> [Records provided]
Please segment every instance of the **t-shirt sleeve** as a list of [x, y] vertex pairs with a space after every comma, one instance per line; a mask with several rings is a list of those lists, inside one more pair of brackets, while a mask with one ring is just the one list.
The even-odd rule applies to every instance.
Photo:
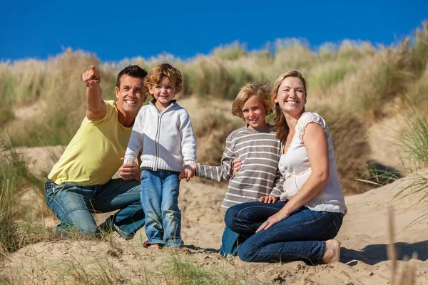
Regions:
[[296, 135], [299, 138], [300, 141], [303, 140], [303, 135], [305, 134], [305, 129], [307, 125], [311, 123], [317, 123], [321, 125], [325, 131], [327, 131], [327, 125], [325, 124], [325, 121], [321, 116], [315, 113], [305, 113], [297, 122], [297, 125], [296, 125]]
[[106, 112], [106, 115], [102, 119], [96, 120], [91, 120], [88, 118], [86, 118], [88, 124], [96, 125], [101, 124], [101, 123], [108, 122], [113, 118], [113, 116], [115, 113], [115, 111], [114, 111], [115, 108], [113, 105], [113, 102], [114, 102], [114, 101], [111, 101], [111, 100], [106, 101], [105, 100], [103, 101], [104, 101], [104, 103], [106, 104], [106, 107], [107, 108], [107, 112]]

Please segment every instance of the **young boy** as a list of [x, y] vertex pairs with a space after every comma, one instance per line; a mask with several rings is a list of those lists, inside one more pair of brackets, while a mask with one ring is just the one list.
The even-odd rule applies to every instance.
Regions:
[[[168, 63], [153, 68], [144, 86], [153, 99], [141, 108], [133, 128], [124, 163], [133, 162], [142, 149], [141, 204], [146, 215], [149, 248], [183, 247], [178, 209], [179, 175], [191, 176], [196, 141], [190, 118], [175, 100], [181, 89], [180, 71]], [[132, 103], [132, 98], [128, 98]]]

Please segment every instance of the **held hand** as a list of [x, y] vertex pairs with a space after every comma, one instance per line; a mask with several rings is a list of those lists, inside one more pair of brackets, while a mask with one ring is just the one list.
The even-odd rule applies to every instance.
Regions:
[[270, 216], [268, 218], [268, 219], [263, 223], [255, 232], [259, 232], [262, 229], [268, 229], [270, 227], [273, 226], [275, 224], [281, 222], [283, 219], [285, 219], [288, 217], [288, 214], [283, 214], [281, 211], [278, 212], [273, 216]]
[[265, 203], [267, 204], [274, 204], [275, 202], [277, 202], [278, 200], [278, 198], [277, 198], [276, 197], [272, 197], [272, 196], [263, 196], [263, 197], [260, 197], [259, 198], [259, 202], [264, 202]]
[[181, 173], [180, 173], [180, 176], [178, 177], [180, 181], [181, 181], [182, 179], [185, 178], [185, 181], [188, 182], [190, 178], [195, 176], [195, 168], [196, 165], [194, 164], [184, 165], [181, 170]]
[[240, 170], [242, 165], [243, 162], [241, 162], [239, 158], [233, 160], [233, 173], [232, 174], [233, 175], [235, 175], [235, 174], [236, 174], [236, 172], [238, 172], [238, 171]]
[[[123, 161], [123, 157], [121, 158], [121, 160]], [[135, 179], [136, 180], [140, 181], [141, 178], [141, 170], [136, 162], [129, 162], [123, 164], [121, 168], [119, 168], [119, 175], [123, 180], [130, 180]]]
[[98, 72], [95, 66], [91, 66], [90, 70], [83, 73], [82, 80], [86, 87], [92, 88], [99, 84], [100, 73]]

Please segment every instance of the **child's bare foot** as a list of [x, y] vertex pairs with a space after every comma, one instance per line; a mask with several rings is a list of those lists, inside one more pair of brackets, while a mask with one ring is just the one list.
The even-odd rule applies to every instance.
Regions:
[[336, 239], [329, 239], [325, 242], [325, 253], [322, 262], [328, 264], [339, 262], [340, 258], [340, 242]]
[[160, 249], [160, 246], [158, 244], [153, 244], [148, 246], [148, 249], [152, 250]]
==
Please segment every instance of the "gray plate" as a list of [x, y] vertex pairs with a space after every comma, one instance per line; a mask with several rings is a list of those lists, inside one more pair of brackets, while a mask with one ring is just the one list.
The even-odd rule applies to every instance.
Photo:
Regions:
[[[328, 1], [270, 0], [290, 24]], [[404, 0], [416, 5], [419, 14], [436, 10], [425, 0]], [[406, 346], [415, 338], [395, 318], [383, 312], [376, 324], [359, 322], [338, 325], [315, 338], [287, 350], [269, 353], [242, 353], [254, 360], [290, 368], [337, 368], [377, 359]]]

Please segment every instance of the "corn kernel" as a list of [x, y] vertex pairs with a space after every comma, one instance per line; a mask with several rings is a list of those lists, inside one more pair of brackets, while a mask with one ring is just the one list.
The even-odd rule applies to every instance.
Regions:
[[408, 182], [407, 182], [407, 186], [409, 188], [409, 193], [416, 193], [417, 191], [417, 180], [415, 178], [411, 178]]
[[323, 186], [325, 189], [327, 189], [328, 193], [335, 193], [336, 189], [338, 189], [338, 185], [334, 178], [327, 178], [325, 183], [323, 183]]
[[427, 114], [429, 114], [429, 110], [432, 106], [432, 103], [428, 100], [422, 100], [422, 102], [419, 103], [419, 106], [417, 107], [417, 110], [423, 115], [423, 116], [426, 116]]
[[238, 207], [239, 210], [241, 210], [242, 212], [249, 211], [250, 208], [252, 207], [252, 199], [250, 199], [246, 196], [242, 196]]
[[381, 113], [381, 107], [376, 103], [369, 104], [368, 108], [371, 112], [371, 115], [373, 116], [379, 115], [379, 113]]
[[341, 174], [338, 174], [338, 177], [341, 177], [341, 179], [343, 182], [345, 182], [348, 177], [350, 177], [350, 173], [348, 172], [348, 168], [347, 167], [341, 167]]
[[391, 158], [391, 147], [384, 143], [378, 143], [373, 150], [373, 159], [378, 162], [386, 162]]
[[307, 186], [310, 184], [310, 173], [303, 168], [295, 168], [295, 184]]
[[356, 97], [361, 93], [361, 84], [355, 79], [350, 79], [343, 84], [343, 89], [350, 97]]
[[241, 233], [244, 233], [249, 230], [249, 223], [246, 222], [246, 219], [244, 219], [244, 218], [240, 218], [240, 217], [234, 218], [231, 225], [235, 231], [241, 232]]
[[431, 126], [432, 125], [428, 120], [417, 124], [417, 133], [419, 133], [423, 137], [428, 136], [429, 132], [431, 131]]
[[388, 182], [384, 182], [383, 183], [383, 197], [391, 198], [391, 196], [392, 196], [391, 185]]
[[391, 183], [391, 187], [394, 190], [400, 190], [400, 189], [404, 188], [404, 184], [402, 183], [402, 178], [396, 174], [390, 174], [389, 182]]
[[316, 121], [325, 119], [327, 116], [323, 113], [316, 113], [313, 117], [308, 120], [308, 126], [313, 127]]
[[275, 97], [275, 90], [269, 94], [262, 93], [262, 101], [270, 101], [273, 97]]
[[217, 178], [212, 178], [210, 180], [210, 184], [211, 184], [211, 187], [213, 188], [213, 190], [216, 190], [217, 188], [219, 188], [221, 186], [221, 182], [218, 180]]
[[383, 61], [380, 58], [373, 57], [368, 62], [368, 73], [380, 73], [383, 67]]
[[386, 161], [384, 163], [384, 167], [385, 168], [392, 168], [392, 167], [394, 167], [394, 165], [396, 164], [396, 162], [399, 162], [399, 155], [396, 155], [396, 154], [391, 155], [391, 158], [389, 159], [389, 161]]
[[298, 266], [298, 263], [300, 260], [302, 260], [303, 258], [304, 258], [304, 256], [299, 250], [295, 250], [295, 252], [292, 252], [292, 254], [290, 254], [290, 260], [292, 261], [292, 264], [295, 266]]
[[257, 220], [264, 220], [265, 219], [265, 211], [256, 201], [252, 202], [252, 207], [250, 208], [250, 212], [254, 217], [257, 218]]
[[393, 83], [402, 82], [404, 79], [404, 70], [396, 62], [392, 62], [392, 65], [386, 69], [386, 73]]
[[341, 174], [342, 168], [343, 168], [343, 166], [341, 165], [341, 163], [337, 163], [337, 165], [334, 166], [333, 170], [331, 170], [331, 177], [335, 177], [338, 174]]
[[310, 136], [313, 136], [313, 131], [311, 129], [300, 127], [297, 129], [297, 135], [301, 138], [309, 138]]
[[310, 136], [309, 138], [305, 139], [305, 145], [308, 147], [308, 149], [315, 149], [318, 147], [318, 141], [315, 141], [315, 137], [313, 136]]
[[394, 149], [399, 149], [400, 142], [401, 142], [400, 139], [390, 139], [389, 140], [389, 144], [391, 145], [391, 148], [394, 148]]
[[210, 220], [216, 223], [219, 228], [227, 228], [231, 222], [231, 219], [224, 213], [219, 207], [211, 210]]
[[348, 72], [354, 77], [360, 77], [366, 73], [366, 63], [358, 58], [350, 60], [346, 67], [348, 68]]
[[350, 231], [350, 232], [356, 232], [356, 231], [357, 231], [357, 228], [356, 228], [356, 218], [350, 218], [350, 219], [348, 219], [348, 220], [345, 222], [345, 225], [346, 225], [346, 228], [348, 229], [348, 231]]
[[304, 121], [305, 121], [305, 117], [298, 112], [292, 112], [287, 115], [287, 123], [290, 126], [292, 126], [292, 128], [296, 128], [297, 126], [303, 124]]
---
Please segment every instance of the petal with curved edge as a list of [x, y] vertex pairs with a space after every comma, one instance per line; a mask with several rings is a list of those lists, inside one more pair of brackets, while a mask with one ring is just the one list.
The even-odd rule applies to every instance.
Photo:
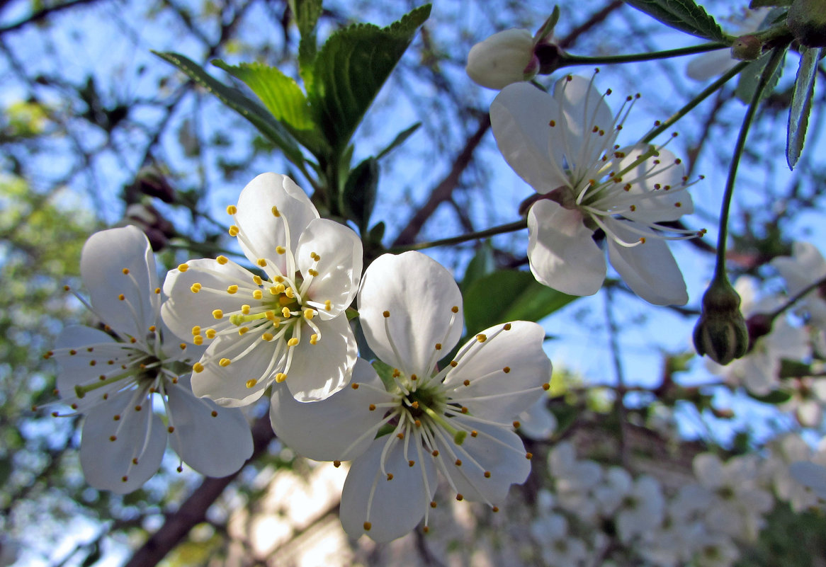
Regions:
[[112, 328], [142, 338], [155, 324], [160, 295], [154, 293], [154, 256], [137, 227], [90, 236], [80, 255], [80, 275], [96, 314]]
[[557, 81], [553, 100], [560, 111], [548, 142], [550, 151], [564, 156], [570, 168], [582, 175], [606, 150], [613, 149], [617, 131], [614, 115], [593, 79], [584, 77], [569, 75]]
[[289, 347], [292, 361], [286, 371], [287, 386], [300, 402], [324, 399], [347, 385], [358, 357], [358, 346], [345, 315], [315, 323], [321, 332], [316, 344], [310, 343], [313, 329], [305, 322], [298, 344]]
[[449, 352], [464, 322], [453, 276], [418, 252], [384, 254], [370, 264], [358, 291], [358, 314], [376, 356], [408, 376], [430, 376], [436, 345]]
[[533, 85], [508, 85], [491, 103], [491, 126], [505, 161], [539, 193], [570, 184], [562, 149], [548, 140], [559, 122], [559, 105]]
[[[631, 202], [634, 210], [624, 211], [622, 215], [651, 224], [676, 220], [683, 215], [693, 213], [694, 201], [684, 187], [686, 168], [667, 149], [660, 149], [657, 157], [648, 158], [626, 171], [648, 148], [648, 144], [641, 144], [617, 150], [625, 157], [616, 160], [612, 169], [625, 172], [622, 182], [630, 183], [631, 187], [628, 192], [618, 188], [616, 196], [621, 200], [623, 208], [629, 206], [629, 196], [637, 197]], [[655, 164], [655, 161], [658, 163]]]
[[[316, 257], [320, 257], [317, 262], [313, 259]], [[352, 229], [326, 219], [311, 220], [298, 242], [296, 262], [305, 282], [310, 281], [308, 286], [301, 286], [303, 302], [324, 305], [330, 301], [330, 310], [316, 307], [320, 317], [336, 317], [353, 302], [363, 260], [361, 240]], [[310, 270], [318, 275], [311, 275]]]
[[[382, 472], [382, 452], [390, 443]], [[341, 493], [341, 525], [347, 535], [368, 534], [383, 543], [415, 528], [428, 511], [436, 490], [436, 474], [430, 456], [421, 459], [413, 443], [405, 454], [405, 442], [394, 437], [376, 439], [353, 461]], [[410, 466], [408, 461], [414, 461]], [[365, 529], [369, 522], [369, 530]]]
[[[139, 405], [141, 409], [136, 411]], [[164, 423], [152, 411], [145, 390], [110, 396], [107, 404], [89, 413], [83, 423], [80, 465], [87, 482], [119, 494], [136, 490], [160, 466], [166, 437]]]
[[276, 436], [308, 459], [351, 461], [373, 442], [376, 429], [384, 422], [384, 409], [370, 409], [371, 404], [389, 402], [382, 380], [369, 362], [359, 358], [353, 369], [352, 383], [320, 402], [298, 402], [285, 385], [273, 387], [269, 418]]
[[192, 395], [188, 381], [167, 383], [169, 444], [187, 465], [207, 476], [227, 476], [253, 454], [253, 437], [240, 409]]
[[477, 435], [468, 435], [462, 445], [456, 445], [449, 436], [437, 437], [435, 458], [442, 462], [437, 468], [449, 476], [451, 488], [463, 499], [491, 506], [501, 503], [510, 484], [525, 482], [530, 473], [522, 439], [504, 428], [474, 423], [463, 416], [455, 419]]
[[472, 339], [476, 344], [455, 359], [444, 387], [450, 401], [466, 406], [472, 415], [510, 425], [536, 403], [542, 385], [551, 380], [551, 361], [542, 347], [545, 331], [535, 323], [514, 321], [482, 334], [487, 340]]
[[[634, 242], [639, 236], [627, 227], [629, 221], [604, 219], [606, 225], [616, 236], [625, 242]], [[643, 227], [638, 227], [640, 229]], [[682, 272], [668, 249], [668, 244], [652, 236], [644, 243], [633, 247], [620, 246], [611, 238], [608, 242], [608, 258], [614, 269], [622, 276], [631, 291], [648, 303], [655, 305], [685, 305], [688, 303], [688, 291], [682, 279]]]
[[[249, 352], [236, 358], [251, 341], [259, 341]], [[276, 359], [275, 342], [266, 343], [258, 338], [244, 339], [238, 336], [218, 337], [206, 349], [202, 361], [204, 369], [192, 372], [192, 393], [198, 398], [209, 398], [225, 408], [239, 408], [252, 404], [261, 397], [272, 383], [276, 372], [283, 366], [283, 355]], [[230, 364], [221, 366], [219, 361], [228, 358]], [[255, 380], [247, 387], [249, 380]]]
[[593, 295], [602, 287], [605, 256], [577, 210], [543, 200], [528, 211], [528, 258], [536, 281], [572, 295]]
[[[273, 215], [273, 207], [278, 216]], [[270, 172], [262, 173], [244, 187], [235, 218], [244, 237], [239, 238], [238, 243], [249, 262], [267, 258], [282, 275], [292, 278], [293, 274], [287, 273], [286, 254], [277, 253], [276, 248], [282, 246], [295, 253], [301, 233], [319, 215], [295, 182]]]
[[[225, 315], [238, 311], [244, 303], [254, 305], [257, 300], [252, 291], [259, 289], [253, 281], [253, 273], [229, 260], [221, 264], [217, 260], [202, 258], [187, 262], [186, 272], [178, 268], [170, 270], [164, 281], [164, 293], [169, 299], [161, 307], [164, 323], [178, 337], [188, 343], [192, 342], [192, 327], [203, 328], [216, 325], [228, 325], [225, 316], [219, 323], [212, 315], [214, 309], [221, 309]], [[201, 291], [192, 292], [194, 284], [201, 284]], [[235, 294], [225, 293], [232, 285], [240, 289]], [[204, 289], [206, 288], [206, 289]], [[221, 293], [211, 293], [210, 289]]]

> [Given instruction] Write out the part of the entries that starts with the line containing "Please segment every instance of the petal" and ends with the line containing "161], [658, 163]]]" as a JSON list of strings, one string per line, skipping blank lines. Leave the pictures out.

> [Full answer]
[
  "Please segment every instance of the petal with curved edge as a list of [x, y] vertex pairs with a space after every comma, one instance per line; a mask with several rings is a list of those lists, inside one more pair of brackets, while a mask with one ring is just the one list.",
  "The even-odd rule applies to every instance.",
  "Photo:",
  "Regions:",
  "[[112, 328], [142, 338], [155, 324], [160, 295], [154, 293], [154, 256], [137, 227], [90, 236], [80, 255], [80, 275], [96, 314]]",
  "[[557, 81], [553, 100], [560, 111], [548, 142], [550, 151], [564, 156], [570, 168], [582, 175], [606, 150], [613, 149], [617, 131], [614, 115], [593, 79], [584, 77], [569, 75]]",
  "[[289, 347], [292, 361], [286, 371], [287, 386], [300, 402], [324, 399], [347, 385], [358, 357], [358, 346], [345, 315], [315, 323], [321, 332], [316, 344], [310, 343], [313, 329], [305, 322], [298, 344]]",
  "[[449, 352], [464, 322], [453, 276], [418, 252], [384, 254], [370, 264], [358, 291], [358, 314], [376, 356], [408, 376], [430, 376], [436, 345]]",
  "[[533, 85], [508, 85], [491, 103], [491, 126], [505, 161], [539, 193], [570, 184], [562, 149], [548, 140], [559, 122], [559, 105]]",
  "[[[631, 202], [634, 210], [624, 211], [622, 215], [651, 224], [676, 220], [683, 215], [693, 213], [694, 201], [684, 187], [686, 168], [667, 149], [660, 149], [657, 157], [648, 158], [626, 171], [648, 148], [648, 144], [641, 144], [617, 150], [625, 157], [616, 160], [612, 169], [625, 172], [622, 182], [630, 183], [631, 187], [628, 192], [618, 188], [616, 196], [621, 200], [623, 208], [629, 206], [629, 196], [637, 197]], [[655, 164], [655, 161], [658, 163]]]"
]